Determination of the optimal number of reference genes for geNorm analysis. The pairwise variation (Vn/Vn + 1) was analyzed for the normalization factors NFn and NFn + 1 by geNorm program to determine (V < 0.15) the optimal number of reference genes.

NormFinder analysis

The result of NormFinder analysis presented that the stability ranking of the six candidate reference genes was relatively consistent with the data array of geNorm findings. The results of gene expression stability analysis are shown in Supplementary Table S4. For the all samples set rpl32, β-Tubulin and SDH were identified as the best three optimal internal control genes with the stability value of 0.08, 0.16, and 0.21, while ACT with stability value (SV) 0.49 showed higher variation. In the case of field distribution, ACT and GAPDH were unstable with the stability value of (0.47), (0.55). But in the sample set of developmental stages, ACT and SDH showed stability value of (0.77), (0.78) and said to be very unstable. The rpl32, β-Tubulin and α-Tubulin found to be highly stable with the stability of 0.16, 0.17 and 0.70 in developmental conditions, respectively. The β-Tubulin and rpl32 were also very stable and showed the stability value of (0.38 and 0.42) at field distribution sample sets (Table 3). This means that α-Tubulin, β-Tubulin, and rpl32 were the best stably expressed gene under developmental subgroups, and β-Tublin and rpl32 performed better in the field conditions. In the sample set temperature variations, ACT and β-Tubulin were found to be very unstable with the stability values of (0.23 and 0.22, respectively) while α-Tubulin and rpl32 behave stable with the stability of (0.08 and 0.02). Under different host feeding assays, β-Tubulin and ACT found to be very unstable with stability values of (0.44, 0.63), while rpl32 and GAPDH were stable with stability value of (0.24, 0.56). The results shown with NormFinder was similar to the one obtained from geNorm to some extent (Tables 3 and 4). Overall, NormFinder predicted the reference genes α-Tubulin, β-Tubulin and rpl32 were the highly stable genes in development and host feeding assay sample, which was set similar to the results obtained by geNorm analysis. In the case of field distribution and temperature treatments, α-Tubulin and rpl32 were the highly stable genes and ACT, GAPDH were the unstable gene in the all sample set subgroups.

·····

Task to carry out | Summarize the NormFinder analysis text in two sentences. The records that follow come from a separate source.

Dataset extract |
·····

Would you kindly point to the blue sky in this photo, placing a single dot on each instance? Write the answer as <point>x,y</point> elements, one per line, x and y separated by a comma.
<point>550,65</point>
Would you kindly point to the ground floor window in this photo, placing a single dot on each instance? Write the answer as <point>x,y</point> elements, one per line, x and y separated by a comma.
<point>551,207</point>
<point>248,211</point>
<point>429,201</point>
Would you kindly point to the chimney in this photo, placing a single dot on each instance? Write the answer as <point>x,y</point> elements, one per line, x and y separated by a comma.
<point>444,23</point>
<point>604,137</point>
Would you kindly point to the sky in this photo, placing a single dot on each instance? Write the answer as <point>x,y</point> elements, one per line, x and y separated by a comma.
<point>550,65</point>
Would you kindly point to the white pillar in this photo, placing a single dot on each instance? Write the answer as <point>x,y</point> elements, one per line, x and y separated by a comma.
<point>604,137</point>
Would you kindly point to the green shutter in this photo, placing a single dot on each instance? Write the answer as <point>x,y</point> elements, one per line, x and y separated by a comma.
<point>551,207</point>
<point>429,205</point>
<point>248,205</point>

·····

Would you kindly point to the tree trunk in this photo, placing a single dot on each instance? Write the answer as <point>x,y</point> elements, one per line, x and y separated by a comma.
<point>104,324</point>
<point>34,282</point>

·····

Task solution | NormFinder's stability ranking of the six candidate reference genes was relatively consistent with the geNorm findings, and for the all samples set it identified rpl32, β-Tubulin and SDH as the best three internal control genes. Overall, NormFinder predicted α-Tubulin, β-Tubulin and rpl32 as highly stable in the development and host feeding assay samples, while ACT and GAPDH were the unstable genes across the sample set subgroups.